Reproduce every record exactly.
[[ Information given, beginning ]]
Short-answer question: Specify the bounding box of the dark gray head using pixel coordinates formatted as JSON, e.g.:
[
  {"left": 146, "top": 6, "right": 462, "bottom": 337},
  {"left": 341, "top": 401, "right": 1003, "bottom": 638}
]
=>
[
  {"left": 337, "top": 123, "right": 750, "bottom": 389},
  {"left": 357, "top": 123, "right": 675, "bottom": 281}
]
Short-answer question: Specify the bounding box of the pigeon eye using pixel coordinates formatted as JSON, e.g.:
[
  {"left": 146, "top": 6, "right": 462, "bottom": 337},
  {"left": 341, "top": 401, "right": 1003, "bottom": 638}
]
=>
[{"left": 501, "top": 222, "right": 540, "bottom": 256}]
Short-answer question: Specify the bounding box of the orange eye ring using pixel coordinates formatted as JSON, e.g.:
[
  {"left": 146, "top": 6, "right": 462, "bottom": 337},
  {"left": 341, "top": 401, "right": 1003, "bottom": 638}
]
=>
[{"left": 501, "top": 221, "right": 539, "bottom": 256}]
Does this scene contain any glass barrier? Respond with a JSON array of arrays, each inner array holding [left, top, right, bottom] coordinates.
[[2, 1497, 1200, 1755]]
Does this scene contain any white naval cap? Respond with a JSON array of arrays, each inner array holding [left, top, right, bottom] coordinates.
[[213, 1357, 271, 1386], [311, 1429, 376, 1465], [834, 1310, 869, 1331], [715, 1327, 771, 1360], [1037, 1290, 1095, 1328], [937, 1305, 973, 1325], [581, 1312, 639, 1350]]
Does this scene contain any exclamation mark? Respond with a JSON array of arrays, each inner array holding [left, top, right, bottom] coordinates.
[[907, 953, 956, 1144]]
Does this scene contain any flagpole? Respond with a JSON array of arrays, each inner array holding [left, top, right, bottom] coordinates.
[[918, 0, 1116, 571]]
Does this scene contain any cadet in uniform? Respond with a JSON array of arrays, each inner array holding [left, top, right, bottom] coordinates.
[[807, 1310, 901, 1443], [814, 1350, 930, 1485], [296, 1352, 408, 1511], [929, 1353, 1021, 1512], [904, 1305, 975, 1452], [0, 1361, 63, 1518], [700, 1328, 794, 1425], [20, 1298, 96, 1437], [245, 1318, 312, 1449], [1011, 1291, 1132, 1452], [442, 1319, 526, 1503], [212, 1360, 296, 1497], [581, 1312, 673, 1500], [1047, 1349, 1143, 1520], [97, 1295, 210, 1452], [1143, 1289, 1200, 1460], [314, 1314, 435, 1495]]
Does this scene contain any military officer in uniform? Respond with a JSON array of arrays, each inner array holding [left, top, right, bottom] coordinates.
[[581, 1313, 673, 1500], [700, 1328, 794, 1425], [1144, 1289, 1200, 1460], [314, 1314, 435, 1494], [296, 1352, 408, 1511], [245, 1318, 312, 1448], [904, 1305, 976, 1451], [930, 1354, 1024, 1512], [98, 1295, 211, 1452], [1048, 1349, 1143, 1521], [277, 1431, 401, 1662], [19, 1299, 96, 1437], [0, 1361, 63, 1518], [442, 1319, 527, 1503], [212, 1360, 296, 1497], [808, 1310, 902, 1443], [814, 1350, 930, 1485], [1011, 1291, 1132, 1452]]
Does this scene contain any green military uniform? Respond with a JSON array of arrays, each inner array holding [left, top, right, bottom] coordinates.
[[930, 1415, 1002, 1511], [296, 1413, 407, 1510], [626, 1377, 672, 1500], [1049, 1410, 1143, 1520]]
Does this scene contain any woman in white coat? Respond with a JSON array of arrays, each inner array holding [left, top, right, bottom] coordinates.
[[ Information given, end ]]
Exercise result —
Short-answer question: Specify the bounding box of the dark gray head using pixel coordinates formatted as JSON, e.g.:
[
  {"left": 146, "top": 6, "right": 462, "bottom": 337},
  {"left": 341, "top": 401, "right": 1003, "bottom": 638}
]
=>
[
  {"left": 337, "top": 123, "right": 750, "bottom": 389},
  {"left": 357, "top": 123, "right": 675, "bottom": 281}
]
Short-answer question: Specify the bounding box of the pigeon eye using pixel coordinates formatted as JSON, e.g.:
[
  {"left": 146, "top": 6, "right": 462, "bottom": 337},
  {"left": 341, "top": 401, "right": 1003, "bottom": 638}
]
=>
[{"left": 501, "top": 222, "right": 540, "bottom": 256}]
Short-answer question: Specify the bounding box of the orange eye ring using pixel coordinates formatted as JSON, e.g.:
[
  {"left": 146, "top": 6, "right": 462, "bottom": 337},
  {"left": 341, "top": 401, "right": 1003, "bottom": 638}
]
=>
[{"left": 501, "top": 221, "right": 539, "bottom": 256}]
Does this scene contain any glass barrier? Respond with a JSON array of arrays, each inner array holding [left, top, right, bottom] coordinates.
[[2, 1497, 1200, 1755]]
Does this scene contain any white naval cap? Respond with a JSON array of arrays, each inner array holding [left, top, right, bottom] coordinates.
[[213, 1357, 271, 1386], [311, 1429, 376, 1465], [834, 1310, 869, 1331], [715, 1327, 771, 1360], [1037, 1290, 1095, 1328], [937, 1305, 973, 1325], [581, 1312, 639, 1350]]
Does this scene contain any exclamation mark? Respond with a JSON array of arrays, each inner array holding [left, top, right, bottom] coordinates.
[[907, 953, 956, 1144]]
Does this scene contain any flagpole? Respond with a JSON array of arrays, each inner array holding [left, top, right, bottom] coordinates.
[[918, 0, 1116, 571]]
Does this scene contain any cadet in uniform? Respond with a JSON array of arrays, each inner array holding [left, top, right, bottom] coordinates.
[[807, 1310, 901, 1443], [814, 1350, 930, 1485], [296, 1352, 408, 1511], [929, 1353, 1021, 1512], [904, 1305, 975, 1452], [0, 1361, 63, 1518], [700, 1328, 794, 1425], [20, 1298, 96, 1437], [245, 1318, 312, 1449], [1011, 1291, 1132, 1452], [442, 1319, 526, 1503], [212, 1360, 296, 1497], [581, 1312, 673, 1500], [1047, 1349, 1143, 1520], [97, 1295, 210, 1452], [1143, 1289, 1200, 1460], [314, 1314, 435, 1495]]
Does this scene contain any military officer in uniform? Respond with a JSON array of arrays, each inner array holding [left, top, right, bottom] coordinates.
[[581, 1313, 673, 1500], [700, 1328, 794, 1425], [1144, 1289, 1200, 1460], [314, 1314, 435, 1494], [296, 1352, 408, 1511], [245, 1318, 312, 1448], [904, 1305, 976, 1451], [930, 1354, 1024, 1512], [98, 1295, 211, 1452], [1048, 1349, 1143, 1521], [277, 1431, 401, 1662], [19, 1299, 96, 1437], [0, 1361, 63, 1518], [442, 1319, 527, 1503], [212, 1360, 296, 1497], [808, 1310, 902, 1443], [814, 1350, 930, 1485], [1011, 1291, 1132, 1452]]
Does this scene contain any green military uniform? Respond with a JSON array of arrays, each inner array holding [left, top, right, bottom] coordinates.
[[930, 1415, 1002, 1511], [296, 1413, 407, 1510], [626, 1377, 672, 1500], [1049, 1410, 1143, 1520]]
Does this scene contain any woman in white coat? Respond with a JSON array of arrays, each inner array holding [left, top, right, bottom] coordinates.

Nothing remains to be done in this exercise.